··· RECORDS SUPPLIED
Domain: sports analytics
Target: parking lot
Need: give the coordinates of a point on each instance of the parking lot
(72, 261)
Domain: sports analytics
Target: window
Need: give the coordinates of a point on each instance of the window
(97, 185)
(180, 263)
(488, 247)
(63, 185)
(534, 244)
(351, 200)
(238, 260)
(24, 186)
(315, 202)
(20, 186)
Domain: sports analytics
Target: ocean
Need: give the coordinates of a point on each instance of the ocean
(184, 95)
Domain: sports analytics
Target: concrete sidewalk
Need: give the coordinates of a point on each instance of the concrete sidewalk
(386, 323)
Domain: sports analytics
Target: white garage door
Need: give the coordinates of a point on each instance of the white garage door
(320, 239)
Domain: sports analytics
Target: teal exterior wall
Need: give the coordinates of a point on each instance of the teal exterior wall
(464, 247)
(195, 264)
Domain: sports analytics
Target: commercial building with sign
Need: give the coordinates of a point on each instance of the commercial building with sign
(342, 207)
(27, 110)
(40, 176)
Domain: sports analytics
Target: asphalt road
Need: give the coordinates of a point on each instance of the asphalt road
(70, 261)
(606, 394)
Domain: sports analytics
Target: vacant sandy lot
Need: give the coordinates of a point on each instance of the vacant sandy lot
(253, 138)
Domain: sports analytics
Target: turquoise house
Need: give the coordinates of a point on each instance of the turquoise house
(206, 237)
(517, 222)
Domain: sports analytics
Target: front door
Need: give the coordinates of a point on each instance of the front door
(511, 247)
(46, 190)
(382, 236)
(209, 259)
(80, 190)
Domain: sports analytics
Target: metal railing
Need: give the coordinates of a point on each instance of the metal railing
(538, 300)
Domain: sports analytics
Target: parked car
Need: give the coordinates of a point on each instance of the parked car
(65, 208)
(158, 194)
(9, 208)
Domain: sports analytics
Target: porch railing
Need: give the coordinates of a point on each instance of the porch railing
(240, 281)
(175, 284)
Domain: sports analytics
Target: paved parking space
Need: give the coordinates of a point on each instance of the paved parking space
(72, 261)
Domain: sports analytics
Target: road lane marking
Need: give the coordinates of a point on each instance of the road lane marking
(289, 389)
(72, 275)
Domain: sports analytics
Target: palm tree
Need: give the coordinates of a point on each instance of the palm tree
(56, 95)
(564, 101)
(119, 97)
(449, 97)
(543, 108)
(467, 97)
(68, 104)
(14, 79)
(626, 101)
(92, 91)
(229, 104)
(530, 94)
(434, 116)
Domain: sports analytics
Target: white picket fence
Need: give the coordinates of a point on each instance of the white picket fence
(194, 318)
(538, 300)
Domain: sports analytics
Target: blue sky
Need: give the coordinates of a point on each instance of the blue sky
······
Return every entry verbatim.

RIGHT ANSWER:
Domain: sports analytics
Target: parking lot
Need: give the coordinates of a point on each instance of the parking lot
(72, 261)
Domain: sports analytics
Target: window
Need: give the coordinates of a point on each instance of the window
(97, 185)
(180, 263)
(488, 247)
(63, 185)
(534, 244)
(351, 200)
(238, 260)
(24, 186)
(315, 202)
(20, 186)
Domain: sports analytics
Target: ocean
Need: give the coordinates of a point on each instance of the ocean
(184, 95)
Domain: sports analytics
Target: concrete sidewalk
Need: give the coordinates of a point on each instance of the concrete sidewalk
(386, 323)
Domain: sports analytics
Target: white garage door
Need: give the coordinates of a point on each instance of the white garage door
(320, 239)
Domain: sports analytics
Target: teal exterior wall
Need: give the coordinates of a point on each instance of the teal exterior wall
(464, 247)
(195, 264)
Domain: sports analytics
Target: commercial building with sign
Need: give the coordinates of a point on each instance of the commercial building with sign
(342, 207)
(27, 110)
(40, 176)
Domain: sports analytics
Target: asphalt road
Need: give the coordinates of a point on each instance of the asphalt road
(70, 261)
(606, 394)
Domain: sports analytics
Target: vacant sandy lot
Need: give the coordinates of a point on each instance of the vacant sandy lot
(253, 138)
Domain: sports analytics
Target: turquoise house
Need: give the coordinates of a point on each instance of the turquoise house
(206, 237)
(517, 222)
Domain: sports analytics
Target: front door
Need: give the coordinates of a point on each instance of the front door
(511, 247)
(46, 190)
(382, 236)
(209, 259)
(80, 190)
Domain: sports analytics
Target: metal railing
Need: give the coordinates of a point on each instance of the metal railing
(538, 300)
Domain: sports analytics
Target: parked car
Need: give the coordinates of a point on each instance of the parked car
(65, 208)
(158, 194)
(9, 208)
Domain: sports analytics
Target: porch railing
Need: give the coordinates of a point on each instance of the porch railing
(240, 281)
(175, 284)
Domain: sports analytics
Target: paved parking space
Need: give the coordinates of a point on each instance of the paved parking space
(72, 261)
Domain: sports analytics
Target: road lane marking
Need: give the coordinates of a point on each instance of the road lane marking
(289, 389)
(72, 275)
Domain: sports analytics
Target: palm tree
Need: give the coordinates of a point on each instance of the palm tree
(56, 95)
(564, 101)
(119, 97)
(449, 97)
(543, 108)
(467, 97)
(68, 104)
(14, 79)
(626, 101)
(92, 91)
(229, 104)
(530, 94)
(434, 116)
Domain: sports analytics
Target: white picket fence
Need: give the coordinates of a point on each instance of the white picket fence
(194, 318)
(538, 300)
Domain: sports analytics
Target: blue sky
Need: give the coordinates of a point on each instance of the blue sky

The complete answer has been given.